Mexico gets a debt downgrade--what country is next?

12/15/2009 11:45 am EST

Focus: STOCKS

Jim Jubak

Founder and Editor, JubakPicks.com

Another day, another country downgraded.

This time it’s Mexico following the path blazed by Greece. On December 15, Standard & Poor’s downgraded the country’s sovereign debt to BBB from BBB+. (Fitch Ratings had already downgraded the country on November 23.) That leaves Mexico’s rating still at investment grade, but the trend isn’t encouraging.

Especially when you look at why S&P downgraded the country’s debt rating.

With oil revenue, the source of about 35% of the government’s revenue falling, S&P was looking for the country to diversify its revenue stream by raising other taxes. Mexico’s oil production has tumbled from 3.4 million barrels a day in 2004 to 2.6 million barrels a day this year as Pemex, the national oil company, has exhausted easy to pump reserves and underinvested in technology to increase the amount of oil that could be recovered from existing fields.

President Felipe Calderon had asked Congress to increase the country’s value-added tax by two percentage points to 17% and to put a 2% tax on food and medicine. That would have been the first time food and medicine had been taxed. Congress, controlled by the opposition Institutional Revolutionary Party (PRI), balked and raised the value-added tax by just one percentage point and omitted the tax on food and medicine completely.

And that triggered the downgrade.

Next year will put a lot of countries, including the United States, Japan, and the United Kingdom, in exactly the same spot where Mexico finds itself now. The credit rating companies and investors will be looking at the budgets these countries propose to see if their leaders are proposing a credible plan that would get deficits under control in the long-term.

The countries that I’ve named are the usual suspects, but in 2010 the list of problem debtors is likely to expand to take in some new names. Now off the radar screen, these countries could make the list in 2010 because of the way that their debt is structured. Germany, for example, will see its need to issue bonds rise to $307 billion in 2010 from $230 billion in 2010.

_Assignment_
In the article on Mexico's debt downgrade, to what rating did Standard & Poor's lower Mexico's sovereign debt on December 15?

_Given information_

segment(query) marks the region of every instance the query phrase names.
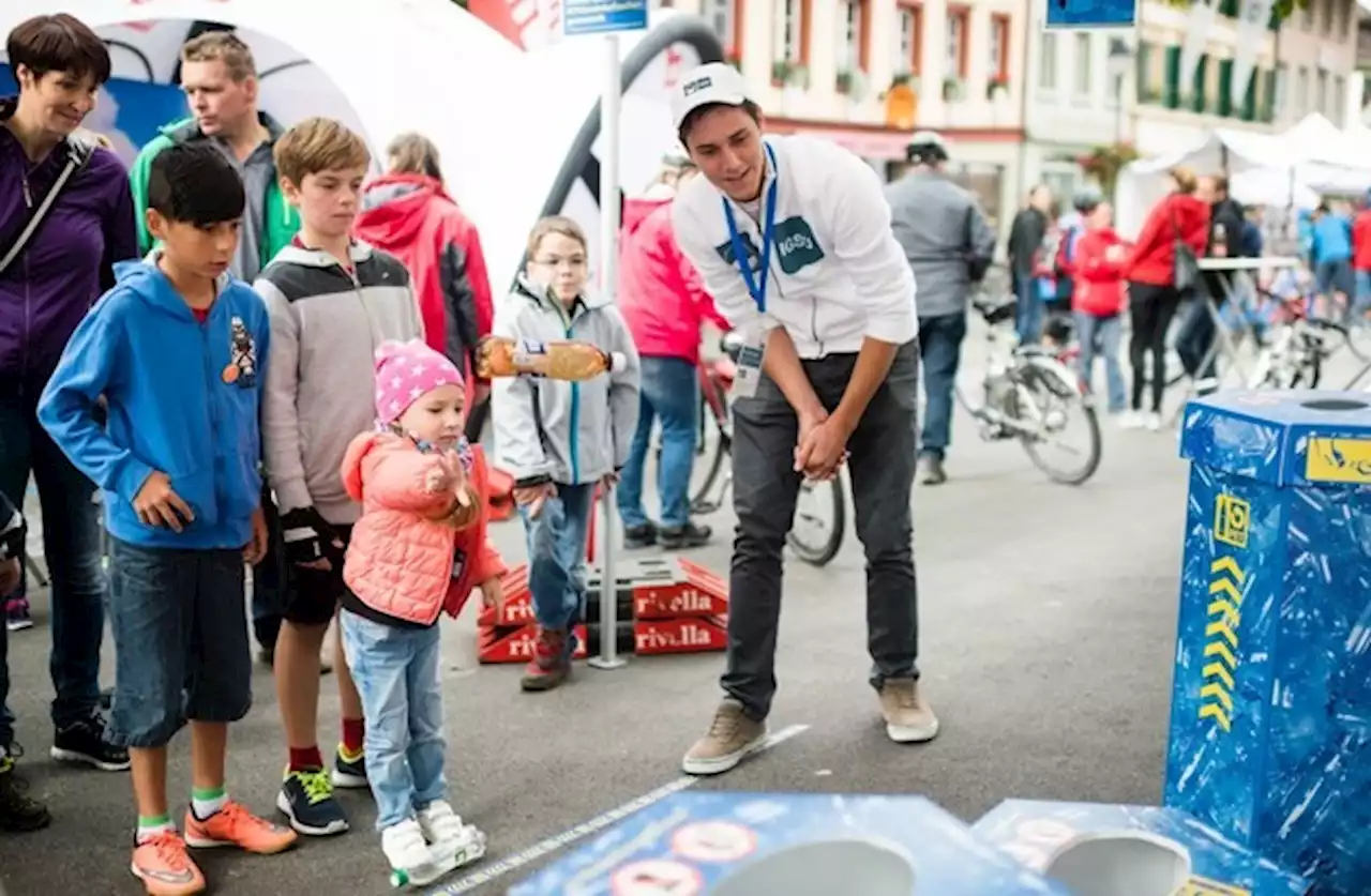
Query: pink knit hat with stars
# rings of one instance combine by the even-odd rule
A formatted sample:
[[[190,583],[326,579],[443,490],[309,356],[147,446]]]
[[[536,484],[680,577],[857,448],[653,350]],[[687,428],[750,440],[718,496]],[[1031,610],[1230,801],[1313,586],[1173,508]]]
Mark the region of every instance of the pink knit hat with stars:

_Final answer_
BBB, down from BBB+.